Your tasks:
1 – In the article on Canada's Safe Social Media Act, copy out the passage from "Why Canada’s Upcoming" up to and including "Social Media Act.".
2 – Translate this sentence from the article on Canada's Safe Social Media Act into Spanish: "Astonishingly, not a single platform asked for verification or proof of age before opening the account."
3 – Recast the paragraph of the article on Canada's Safe Social Media Act that begins "The alarming findings come from a study by KJR" as a short bulleted list that keeps its main facts.

Extract to read:
%%

Why Canada’s Upcoming Safe Social Media Act May be Dead on Arrival
Australia’s world-first attempt to legally ban teenagers from social media has suffered a major breakdown just months after going live. According to a Reuters report, the country’s under-16 social media ban is failing to clear the very first step of age verification.
The collapse offers a timely warning to Ottawa, where the federal government is currently pushing forward with its own matching legislation under Bill C-34, the Safe Social Media Act.
The alarming findings come from a study by KJR, a software testing firm that originally advised the Australian government on how to roll out its age-assurance infrastructure. Researchers decided to test the real-world compliance of the law by opening fifty dummy accounts across nine major online networks, including Instagram, Snapchat, TikTok, and YouTube.
For every single account, the testers manually declared the user’s age as sixteen. Astonishingly, not a single platform asked for verification or proof of age before opening the account. The massive failure exposes a fundamental structural flaw in how tech companies handle age tracking.
This failure of the Australian model directly undermines the core logic behind Canada’s proposed Bill C-34. Introduced by Heritage Minister Marc Miller, the Safe Social Media Act aims to impose a strict 16-year-old minimum age limit for creating social media accounts in Canada, threatening non-compliant tech firms with fines of up to 3 percent of their global revenue.
However, the messy reality on the ground shows that a blunt ban is structurally impossible to enforce. If sophisticated tech giants cannot accurately trigger an initial age check across millions of active daily users, a Canadian mandate will hit the exact same roadblock.

%%

Given data:
%%

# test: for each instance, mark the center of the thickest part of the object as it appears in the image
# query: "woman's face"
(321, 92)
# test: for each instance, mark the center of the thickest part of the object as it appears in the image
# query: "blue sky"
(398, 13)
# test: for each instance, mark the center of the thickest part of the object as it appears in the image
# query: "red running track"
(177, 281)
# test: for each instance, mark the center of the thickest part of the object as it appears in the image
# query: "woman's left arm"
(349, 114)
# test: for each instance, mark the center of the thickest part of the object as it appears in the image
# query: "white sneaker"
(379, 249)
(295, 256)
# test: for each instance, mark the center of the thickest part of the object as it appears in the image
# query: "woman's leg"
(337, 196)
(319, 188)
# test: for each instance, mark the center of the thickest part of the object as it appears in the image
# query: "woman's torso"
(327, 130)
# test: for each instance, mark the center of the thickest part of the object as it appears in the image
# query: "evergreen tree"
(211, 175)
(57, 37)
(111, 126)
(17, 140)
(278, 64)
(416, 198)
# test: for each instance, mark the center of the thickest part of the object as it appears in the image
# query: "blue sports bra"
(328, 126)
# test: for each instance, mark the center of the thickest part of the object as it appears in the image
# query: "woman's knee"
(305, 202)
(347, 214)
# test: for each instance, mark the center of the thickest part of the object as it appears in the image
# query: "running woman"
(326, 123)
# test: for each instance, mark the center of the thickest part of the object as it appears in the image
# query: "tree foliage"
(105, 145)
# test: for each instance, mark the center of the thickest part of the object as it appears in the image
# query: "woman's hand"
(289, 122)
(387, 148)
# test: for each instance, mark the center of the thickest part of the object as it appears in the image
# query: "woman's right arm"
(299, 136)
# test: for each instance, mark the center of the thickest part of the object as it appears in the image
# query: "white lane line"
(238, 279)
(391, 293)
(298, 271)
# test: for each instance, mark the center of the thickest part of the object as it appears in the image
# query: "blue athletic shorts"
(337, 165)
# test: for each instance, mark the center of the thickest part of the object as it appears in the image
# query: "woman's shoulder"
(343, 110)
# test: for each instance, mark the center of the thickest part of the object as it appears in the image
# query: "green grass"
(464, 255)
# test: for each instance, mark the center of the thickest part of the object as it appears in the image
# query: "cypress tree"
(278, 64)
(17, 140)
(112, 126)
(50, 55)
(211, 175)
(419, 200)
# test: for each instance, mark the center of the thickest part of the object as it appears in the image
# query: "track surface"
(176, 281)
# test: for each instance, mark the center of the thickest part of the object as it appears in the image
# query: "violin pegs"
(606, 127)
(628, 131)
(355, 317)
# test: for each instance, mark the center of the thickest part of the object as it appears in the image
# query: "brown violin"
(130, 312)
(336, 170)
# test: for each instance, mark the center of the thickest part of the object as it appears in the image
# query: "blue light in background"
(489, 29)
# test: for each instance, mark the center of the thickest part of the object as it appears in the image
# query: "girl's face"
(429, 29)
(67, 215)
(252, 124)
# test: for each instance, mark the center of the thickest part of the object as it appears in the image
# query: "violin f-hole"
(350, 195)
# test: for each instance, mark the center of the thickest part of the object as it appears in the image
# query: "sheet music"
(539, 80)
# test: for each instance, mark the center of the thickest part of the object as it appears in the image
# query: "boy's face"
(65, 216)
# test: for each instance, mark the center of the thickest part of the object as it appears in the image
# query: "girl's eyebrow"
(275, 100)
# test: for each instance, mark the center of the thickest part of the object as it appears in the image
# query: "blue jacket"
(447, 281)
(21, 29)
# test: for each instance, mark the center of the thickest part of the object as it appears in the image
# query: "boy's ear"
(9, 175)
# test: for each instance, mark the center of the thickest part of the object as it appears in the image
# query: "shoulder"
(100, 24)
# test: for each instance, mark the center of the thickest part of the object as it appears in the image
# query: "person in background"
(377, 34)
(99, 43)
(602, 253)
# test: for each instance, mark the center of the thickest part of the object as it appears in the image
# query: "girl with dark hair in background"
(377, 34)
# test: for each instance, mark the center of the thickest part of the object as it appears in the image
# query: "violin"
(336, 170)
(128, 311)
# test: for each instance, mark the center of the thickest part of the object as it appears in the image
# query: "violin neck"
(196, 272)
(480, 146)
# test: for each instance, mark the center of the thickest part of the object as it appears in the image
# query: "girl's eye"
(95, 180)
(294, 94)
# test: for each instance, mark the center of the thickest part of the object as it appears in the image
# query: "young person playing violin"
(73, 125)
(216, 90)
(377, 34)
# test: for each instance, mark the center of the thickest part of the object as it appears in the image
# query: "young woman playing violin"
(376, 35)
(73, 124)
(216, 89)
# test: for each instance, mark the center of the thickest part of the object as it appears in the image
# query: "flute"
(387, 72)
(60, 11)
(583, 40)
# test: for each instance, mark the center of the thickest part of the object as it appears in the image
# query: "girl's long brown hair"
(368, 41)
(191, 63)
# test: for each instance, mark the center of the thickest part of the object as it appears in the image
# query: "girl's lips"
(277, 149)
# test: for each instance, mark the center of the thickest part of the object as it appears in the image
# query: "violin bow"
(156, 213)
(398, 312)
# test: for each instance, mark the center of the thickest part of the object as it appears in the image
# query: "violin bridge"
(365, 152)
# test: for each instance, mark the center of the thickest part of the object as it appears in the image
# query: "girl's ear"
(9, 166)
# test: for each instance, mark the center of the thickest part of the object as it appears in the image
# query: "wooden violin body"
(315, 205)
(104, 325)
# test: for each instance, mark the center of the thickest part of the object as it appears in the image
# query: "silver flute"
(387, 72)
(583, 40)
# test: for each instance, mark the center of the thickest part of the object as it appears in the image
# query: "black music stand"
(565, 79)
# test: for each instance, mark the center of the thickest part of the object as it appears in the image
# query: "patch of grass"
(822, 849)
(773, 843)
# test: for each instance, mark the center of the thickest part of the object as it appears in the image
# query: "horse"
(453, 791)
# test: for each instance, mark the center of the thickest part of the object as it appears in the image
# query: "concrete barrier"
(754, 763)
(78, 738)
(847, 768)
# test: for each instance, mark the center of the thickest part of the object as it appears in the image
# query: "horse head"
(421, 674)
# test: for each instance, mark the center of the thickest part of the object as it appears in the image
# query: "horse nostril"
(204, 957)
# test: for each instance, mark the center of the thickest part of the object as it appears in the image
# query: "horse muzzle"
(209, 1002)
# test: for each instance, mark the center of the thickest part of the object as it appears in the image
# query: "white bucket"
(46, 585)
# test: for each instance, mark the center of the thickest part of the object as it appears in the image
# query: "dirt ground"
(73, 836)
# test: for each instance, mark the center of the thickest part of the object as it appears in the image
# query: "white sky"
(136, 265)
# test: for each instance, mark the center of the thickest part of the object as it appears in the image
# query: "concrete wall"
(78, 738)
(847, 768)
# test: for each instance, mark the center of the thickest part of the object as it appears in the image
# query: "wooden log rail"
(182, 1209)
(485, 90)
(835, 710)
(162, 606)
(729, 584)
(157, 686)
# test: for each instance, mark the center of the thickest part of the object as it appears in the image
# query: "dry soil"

%%

Results by task:
1 –
Why Canada’s Upcoming Safe Social Media Act May be Dead on Arrival
Australia’s world-first attempt to legally ban teenagers from social media has suffered a major breakdown just months after going live. According to a Reuters report, the country’s under-16 social media ban is failing to clear the very first step of age verification.
The collapse offers a timely warning to Ottawa, where the federal government is currently pushing forward with its own matching legislation under Bill C-34, the Safe Social Media Act.

2 – Sorprendentemente, ni una sola plataforma pidió verificación ni prueba de edad antes de abrir la cuenta.

3 –
- The findings come from a study by KJR, a software testing firm that originally advised the Australian government on rolling out its age-assurance infrastructure.
- Researchers tested the law's real-world compliance by opening fifty dummy accounts.
- The accounts spanned nine major online networks, including Instagram, Snapchat, TikTok, and YouTube.